Where does the word "below" show up in the records? Copy every line that has it.
DATA LISTING START
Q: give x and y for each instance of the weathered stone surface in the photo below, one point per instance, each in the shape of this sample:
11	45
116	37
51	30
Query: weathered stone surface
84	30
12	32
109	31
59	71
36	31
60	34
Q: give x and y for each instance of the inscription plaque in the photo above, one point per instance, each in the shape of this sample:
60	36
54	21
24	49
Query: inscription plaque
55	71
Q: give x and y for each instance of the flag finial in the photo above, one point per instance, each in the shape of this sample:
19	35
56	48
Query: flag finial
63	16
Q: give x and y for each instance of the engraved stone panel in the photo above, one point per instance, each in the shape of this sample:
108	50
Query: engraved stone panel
DATA LISTING END
DATA LISTING START
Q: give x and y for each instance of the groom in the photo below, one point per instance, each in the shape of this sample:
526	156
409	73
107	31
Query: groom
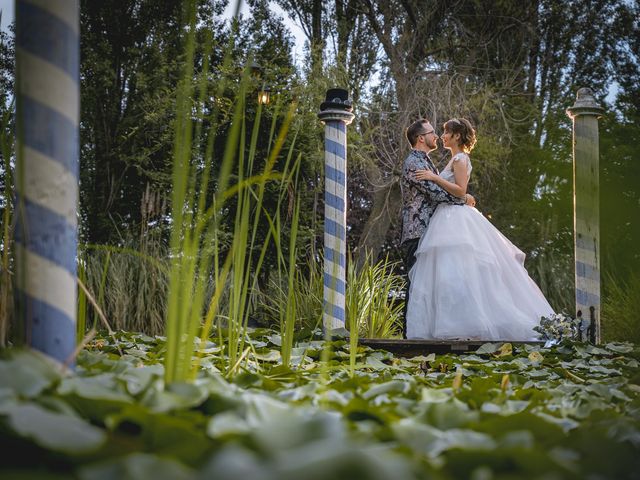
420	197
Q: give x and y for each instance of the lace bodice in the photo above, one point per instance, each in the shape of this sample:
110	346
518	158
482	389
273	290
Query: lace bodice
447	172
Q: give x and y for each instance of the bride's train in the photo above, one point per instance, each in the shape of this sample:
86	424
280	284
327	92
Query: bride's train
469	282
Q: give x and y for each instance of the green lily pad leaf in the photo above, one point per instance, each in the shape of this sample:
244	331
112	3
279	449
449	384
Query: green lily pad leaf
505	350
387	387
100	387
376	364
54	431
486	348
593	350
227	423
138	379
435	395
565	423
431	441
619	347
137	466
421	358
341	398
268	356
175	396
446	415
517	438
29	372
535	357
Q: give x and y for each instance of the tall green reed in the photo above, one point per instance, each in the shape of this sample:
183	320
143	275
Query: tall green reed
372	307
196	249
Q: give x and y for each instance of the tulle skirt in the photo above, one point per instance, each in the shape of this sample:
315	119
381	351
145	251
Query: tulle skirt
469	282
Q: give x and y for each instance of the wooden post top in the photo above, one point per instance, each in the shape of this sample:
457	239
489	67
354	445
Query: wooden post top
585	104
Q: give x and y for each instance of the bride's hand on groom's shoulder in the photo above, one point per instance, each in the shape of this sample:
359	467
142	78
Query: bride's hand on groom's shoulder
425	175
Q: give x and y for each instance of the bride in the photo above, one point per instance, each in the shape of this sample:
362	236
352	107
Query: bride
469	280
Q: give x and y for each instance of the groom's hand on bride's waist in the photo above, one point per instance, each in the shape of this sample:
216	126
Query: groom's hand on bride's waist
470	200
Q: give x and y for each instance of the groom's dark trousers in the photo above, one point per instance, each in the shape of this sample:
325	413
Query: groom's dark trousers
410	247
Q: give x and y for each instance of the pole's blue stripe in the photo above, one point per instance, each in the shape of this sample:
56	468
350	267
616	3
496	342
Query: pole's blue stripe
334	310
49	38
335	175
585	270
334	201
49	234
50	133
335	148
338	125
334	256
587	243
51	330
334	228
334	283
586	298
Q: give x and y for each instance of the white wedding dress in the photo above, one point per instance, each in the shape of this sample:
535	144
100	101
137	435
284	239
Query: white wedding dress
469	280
DATA LISTING END
TASK OUTPUT:
Q: give x and y for each instance of the weathered stone surface in the photo below, one point per instance, each in the shape of this sample:
Q: give x and y for each instance of the groom in the photo below, one point per instance, each in the shape of this sample:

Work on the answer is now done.